* _Stated task_: In the material below, starting at the line containing "indicate the wispy" and ending after the line containing "[(135, 33), (408, 69)]", rewrite those lines with "wispy cloud" replaced by "thin cloud" and every other word left as it is.

* _Given records_:
________________
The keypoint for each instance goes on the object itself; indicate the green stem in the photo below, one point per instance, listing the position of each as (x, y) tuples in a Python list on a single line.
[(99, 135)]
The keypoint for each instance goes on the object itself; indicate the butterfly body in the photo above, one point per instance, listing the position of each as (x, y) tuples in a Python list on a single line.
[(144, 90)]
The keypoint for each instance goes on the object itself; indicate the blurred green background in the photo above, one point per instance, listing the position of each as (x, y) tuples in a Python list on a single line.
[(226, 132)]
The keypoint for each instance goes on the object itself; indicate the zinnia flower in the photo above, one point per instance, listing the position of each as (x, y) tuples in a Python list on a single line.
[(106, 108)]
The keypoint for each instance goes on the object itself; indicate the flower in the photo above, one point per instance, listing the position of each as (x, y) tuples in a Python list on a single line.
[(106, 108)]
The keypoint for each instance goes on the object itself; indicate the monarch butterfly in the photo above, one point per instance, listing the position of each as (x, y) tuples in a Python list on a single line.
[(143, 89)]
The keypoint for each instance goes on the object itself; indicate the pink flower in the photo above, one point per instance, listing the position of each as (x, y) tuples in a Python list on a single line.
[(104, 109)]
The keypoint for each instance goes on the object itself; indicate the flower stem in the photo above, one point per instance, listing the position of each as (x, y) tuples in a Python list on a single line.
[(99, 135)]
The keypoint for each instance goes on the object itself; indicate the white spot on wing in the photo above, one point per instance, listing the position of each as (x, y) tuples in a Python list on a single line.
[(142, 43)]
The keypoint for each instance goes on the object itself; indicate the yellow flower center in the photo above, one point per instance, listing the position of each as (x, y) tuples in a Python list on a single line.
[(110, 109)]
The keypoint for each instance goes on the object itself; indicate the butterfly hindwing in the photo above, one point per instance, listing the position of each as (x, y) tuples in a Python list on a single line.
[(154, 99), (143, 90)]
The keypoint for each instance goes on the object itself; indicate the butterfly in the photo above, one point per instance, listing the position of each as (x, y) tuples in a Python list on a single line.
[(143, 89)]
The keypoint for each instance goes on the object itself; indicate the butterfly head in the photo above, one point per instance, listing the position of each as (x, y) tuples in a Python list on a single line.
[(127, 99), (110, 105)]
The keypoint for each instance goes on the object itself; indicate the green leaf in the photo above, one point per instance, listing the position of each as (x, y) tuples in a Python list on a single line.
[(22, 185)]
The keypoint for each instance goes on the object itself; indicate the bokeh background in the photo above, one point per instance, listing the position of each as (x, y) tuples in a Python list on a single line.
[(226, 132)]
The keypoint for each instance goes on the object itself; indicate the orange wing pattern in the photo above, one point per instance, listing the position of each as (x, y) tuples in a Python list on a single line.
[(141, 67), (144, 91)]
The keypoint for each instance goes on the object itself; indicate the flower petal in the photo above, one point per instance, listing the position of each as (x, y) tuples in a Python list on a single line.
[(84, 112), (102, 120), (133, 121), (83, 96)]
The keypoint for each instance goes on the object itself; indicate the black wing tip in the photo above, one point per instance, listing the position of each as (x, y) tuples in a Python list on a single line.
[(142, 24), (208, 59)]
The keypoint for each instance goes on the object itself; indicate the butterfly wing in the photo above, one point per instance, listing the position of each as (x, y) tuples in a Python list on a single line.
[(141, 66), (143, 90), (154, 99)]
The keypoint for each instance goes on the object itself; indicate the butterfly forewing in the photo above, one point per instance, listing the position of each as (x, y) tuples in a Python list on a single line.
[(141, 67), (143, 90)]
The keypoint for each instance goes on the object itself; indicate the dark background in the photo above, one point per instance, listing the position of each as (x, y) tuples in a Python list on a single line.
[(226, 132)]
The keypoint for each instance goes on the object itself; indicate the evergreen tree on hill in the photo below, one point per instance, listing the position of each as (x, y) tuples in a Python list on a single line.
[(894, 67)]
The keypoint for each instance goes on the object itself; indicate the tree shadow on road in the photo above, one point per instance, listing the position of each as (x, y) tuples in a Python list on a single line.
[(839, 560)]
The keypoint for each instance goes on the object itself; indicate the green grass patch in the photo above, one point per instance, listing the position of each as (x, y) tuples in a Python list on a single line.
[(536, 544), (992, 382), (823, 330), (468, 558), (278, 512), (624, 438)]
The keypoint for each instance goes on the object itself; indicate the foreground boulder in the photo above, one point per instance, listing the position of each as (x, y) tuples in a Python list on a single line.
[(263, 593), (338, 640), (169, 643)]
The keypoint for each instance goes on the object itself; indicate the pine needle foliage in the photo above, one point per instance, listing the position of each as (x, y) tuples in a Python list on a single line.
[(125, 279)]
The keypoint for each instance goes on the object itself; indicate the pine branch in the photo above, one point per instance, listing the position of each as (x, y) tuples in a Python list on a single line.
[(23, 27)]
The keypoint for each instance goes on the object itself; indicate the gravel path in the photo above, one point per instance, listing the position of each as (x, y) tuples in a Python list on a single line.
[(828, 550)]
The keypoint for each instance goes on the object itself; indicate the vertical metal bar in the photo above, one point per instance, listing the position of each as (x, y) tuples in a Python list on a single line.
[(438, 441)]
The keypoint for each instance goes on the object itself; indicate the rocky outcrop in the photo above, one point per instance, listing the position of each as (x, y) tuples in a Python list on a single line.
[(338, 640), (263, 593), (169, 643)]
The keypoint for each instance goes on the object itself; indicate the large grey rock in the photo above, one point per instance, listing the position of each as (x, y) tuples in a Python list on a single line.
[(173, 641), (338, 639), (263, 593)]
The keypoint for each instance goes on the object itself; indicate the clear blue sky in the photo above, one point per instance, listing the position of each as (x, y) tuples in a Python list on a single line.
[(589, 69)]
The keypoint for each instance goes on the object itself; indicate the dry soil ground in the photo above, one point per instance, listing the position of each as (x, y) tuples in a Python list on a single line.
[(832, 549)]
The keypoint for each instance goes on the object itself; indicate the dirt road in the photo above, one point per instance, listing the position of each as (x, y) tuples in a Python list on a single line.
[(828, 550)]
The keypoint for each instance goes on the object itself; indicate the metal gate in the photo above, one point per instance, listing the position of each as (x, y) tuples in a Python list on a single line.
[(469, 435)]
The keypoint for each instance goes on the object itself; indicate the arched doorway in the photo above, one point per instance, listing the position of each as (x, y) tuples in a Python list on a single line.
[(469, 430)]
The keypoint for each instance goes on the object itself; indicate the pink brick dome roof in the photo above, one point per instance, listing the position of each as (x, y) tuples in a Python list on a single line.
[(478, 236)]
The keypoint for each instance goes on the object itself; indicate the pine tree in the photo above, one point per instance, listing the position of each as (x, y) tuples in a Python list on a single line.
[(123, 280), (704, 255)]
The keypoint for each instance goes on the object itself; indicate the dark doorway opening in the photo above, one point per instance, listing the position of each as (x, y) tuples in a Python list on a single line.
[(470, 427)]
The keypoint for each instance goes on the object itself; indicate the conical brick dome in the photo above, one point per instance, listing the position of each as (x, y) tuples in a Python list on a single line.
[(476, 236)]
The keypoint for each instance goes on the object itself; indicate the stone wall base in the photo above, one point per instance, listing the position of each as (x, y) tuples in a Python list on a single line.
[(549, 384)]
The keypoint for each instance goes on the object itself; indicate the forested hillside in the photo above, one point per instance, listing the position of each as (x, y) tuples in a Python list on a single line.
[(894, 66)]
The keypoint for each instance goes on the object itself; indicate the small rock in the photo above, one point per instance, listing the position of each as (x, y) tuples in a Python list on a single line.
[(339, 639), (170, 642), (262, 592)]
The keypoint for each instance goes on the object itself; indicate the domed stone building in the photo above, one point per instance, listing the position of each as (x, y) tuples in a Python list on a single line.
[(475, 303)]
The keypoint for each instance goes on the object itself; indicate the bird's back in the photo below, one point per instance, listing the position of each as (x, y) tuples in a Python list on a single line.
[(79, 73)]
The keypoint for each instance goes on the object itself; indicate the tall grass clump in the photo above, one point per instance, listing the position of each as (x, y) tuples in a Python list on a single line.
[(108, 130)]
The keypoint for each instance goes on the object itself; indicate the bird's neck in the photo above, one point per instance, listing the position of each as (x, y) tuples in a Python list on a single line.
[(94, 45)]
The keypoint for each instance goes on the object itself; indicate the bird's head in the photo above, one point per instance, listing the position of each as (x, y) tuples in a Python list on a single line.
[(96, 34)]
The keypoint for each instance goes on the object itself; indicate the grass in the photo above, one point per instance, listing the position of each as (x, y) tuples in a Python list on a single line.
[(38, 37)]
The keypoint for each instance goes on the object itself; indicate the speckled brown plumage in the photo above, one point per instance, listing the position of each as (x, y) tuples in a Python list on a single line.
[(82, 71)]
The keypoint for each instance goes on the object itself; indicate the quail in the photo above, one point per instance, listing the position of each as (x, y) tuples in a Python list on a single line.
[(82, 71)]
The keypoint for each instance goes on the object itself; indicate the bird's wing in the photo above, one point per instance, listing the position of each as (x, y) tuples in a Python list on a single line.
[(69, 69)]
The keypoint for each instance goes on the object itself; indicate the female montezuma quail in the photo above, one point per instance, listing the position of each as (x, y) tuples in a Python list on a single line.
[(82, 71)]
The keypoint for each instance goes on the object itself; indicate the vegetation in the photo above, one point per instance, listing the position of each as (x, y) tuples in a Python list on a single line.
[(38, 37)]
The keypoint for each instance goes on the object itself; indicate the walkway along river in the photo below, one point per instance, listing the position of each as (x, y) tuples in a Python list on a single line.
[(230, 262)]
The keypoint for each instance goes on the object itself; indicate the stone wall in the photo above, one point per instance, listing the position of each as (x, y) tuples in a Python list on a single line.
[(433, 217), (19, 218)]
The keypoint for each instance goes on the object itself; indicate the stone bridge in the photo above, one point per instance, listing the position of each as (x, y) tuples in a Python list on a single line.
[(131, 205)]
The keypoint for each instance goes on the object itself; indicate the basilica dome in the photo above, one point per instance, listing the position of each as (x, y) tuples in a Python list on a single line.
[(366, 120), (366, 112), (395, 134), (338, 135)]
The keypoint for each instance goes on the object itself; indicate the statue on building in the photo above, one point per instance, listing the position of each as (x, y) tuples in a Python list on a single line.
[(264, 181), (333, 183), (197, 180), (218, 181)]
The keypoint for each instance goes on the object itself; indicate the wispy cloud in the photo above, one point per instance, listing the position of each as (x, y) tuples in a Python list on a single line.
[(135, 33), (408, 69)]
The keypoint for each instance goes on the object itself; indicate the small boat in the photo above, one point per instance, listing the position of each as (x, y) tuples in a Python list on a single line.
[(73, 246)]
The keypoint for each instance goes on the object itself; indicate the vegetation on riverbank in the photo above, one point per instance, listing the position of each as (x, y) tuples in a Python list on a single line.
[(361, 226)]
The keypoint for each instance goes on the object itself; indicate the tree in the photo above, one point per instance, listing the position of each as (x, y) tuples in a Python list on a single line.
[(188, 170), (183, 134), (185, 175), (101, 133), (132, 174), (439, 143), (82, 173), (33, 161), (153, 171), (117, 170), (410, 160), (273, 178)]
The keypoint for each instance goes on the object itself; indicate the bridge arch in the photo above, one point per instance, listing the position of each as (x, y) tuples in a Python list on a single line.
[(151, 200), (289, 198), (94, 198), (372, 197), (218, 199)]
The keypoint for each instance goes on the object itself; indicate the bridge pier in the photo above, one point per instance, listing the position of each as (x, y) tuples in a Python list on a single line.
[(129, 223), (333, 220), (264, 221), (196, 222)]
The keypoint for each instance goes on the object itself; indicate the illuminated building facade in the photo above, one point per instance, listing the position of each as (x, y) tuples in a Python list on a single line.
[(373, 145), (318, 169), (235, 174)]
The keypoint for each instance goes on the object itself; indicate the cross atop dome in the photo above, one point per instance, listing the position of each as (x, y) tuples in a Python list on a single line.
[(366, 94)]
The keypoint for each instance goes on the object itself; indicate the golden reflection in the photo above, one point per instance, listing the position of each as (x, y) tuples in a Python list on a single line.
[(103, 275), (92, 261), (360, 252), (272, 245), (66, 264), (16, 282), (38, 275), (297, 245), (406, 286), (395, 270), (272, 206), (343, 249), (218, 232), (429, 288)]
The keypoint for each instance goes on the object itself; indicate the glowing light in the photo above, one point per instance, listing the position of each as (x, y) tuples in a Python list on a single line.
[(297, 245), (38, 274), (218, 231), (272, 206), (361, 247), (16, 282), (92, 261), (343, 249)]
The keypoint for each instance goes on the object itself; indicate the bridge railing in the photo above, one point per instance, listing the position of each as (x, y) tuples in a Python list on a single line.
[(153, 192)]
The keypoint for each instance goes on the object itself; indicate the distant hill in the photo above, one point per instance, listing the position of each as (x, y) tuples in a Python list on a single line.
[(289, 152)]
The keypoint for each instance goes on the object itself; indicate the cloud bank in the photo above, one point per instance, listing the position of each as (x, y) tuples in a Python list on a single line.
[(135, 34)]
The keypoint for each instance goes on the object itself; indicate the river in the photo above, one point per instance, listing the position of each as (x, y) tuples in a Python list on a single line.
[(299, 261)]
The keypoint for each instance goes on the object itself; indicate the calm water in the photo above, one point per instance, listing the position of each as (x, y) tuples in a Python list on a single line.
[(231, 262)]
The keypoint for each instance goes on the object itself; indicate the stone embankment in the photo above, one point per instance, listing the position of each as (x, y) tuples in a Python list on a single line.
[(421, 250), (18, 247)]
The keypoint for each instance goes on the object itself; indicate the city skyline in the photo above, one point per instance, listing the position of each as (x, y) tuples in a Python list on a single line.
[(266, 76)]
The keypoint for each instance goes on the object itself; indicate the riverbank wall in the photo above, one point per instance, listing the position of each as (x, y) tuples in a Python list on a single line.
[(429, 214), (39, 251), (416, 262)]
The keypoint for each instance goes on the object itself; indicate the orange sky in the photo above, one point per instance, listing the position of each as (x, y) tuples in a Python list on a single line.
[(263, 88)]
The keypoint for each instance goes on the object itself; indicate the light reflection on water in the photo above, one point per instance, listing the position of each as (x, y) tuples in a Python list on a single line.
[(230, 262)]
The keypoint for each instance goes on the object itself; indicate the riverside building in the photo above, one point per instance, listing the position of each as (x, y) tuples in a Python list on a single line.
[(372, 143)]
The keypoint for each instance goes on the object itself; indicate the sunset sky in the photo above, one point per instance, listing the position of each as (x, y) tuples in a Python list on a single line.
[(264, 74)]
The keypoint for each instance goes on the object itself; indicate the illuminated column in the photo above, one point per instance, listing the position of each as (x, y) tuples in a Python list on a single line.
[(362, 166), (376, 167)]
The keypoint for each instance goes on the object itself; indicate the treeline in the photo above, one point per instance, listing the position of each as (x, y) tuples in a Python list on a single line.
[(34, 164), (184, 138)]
________________
* _Answer to this exercise_:
The keypoint for each instance goes on the object itself; indicate the thin cloud in the photo above, one point per instance, listing the position of each as (x, y) tuples in a Python list on a single line.
[(135, 33), (408, 69)]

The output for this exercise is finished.